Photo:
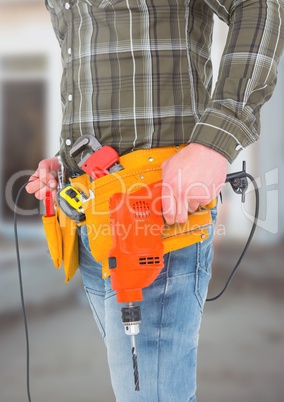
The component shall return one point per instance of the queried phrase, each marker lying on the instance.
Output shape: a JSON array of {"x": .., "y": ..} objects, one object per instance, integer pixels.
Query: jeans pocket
[
  {"x": 203, "y": 271},
  {"x": 93, "y": 299}
]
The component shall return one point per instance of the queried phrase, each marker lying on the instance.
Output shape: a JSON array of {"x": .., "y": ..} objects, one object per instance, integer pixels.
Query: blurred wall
[{"x": 30, "y": 62}]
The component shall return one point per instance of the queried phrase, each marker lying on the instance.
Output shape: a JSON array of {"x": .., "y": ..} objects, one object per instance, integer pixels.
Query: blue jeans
[{"x": 171, "y": 315}]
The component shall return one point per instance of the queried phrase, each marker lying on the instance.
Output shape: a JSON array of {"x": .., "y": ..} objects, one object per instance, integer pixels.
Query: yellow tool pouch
[
  {"x": 62, "y": 240},
  {"x": 141, "y": 167}
]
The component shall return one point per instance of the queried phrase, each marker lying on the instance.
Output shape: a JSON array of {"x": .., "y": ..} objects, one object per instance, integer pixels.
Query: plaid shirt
[{"x": 138, "y": 74}]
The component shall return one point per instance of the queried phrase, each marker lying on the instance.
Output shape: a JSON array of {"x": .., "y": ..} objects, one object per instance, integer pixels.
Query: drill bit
[
  {"x": 134, "y": 362},
  {"x": 131, "y": 318}
]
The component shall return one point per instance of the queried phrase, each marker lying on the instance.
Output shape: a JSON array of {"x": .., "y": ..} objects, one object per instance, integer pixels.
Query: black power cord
[
  {"x": 21, "y": 289},
  {"x": 239, "y": 184}
]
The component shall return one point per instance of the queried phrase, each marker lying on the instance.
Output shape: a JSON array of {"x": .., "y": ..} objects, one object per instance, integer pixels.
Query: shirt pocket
[{"x": 103, "y": 3}]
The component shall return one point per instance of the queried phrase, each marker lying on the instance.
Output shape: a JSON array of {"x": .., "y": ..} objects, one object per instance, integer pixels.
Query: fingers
[
  {"x": 177, "y": 204},
  {"x": 42, "y": 180}
]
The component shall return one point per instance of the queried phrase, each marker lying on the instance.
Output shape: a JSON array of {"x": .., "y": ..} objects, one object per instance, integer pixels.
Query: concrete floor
[{"x": 241, "y": 354}]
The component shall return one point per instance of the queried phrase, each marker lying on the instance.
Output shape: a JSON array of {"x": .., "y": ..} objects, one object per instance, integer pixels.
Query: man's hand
[
  {"x": 44, "y": 178},
  {"x": 192, "y": 177}
]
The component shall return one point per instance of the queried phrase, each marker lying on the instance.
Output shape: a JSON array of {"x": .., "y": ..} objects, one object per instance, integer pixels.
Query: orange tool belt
[{"x": 141, "y": 167}]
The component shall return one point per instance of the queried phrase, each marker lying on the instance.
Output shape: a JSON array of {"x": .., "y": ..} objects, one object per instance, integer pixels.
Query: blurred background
[{"x": 241, "y": 354}]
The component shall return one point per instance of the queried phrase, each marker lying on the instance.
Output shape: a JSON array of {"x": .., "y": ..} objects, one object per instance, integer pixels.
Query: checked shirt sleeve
[{"x": 247, "y": 74}]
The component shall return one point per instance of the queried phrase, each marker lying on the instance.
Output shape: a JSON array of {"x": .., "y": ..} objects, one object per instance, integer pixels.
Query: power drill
[{"x": 137, "y": 257}]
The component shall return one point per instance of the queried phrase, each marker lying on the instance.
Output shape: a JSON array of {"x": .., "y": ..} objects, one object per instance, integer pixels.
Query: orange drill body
[{"x": 136, "y": 258}]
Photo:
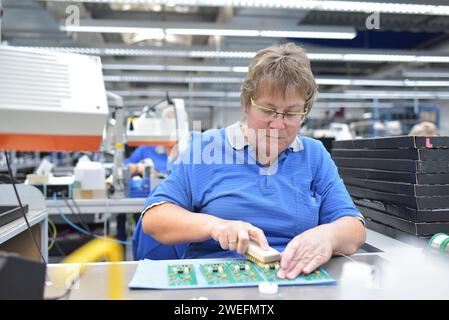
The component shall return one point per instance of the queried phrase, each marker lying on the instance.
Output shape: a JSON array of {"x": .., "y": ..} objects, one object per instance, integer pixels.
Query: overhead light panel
[
  {"x": 238, "y": 80},
  {"x": 316, "y": 5},
  {"x": 181, "y": 68},
  {"x": 162, "y": 28},
  {"x": 411, "y": 57}
]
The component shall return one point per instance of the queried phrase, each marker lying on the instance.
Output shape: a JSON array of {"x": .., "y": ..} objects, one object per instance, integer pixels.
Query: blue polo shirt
[
  {"x": 219, "y": 175},
  {"x": 160, "y": 159}
]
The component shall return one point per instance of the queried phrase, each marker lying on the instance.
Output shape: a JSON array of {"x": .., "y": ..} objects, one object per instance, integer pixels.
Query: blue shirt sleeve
[
  {"x": 135, "y": 157},
  {"x": 335, "y": 199}
]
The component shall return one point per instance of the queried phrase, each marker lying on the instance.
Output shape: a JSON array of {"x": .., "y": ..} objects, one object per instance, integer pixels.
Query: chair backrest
[{"x": 146, "y": 247}]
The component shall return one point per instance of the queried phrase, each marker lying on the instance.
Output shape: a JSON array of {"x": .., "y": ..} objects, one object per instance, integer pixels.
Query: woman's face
[{"x": 274, "y": 133}]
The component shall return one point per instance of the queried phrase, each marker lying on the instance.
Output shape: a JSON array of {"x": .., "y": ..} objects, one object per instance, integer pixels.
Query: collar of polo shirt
[{"x": 235, "y": 130}]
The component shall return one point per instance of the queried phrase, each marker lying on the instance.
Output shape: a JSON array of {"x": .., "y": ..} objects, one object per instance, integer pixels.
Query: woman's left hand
[{"x": 306, "y": 252}]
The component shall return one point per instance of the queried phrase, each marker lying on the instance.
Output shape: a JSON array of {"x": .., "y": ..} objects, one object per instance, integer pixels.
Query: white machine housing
[
  {"x": 159, "y": 127},
  {"x": 51, "y": 101}
]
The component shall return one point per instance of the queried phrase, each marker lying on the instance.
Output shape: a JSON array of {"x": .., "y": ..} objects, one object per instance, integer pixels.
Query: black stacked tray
[{"x": 398, "y": 183}]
⁂
WHAT YOU SHOULD DO.
Please count the lines in the data above that contain the string "shirt" and reply with that number alone.

RESULT OF THE TASK.
6